:: Stored rows ::
::::

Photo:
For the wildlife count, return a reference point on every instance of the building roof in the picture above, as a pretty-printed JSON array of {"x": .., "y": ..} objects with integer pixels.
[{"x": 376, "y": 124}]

::::

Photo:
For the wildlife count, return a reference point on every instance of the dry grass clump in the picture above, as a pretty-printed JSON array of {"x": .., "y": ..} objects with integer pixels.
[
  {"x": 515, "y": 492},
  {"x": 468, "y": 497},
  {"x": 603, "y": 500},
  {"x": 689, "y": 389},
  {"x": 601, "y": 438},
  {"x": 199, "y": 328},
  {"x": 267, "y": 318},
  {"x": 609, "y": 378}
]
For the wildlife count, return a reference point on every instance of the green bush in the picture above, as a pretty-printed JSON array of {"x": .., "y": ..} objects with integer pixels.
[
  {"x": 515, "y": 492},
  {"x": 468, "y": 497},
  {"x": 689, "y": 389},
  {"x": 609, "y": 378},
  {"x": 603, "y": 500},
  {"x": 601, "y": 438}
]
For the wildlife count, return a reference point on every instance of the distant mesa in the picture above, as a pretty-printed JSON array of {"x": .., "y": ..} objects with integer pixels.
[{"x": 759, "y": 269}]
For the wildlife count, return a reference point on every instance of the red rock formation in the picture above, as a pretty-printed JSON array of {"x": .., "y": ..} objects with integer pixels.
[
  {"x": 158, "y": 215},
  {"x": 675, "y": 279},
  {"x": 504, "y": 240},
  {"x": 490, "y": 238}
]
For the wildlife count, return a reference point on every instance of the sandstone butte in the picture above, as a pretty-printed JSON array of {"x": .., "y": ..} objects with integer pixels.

::::

Transcribe the lines of the records word for word, beginning at the line that contains "of the green" and ending after the line that contains "of the sandstone".

:: Output of the task ::
For the wildlife count, return a reference point on every instance of the green bush in the picture above, as a pretty-printed JSON array of {"x": .., "y": ..} objects with integer pixels.
[
  {"x": 515, "y": 492},
  {"x": 468, "y": 497},
  {"x": 689, "y": 389},
  {"x": 609, "y": 378},
  {"x": 603, "y": 500},
  {"x": 601, "y": 438}
]
For the wildlife count, return a reference point on every instance of the distant mesa in the picture above, as a pretty-printed JSON array of {"x": .., "y": ..} objects with integer pixels.
[{"x": 759, "y": 269}]
For the wildlife count, return a reference point on every instance of the red rock formation in the picture above, as a pretty-printed JSON array of {"x": .., "y": ..} objects with integer pixels.
[
  {"x": 158, "y": 215},
  {"x": 675, "y": 279},
  {"x": 504, "y": 240},
  {"x": 490, "y": 238}
]
For the wildlife count, return a reference point on every instance of the sandstone butte in the picture above, as a pretty-printed JSON array of {"x": .., "y": ..} objects with integer pixels.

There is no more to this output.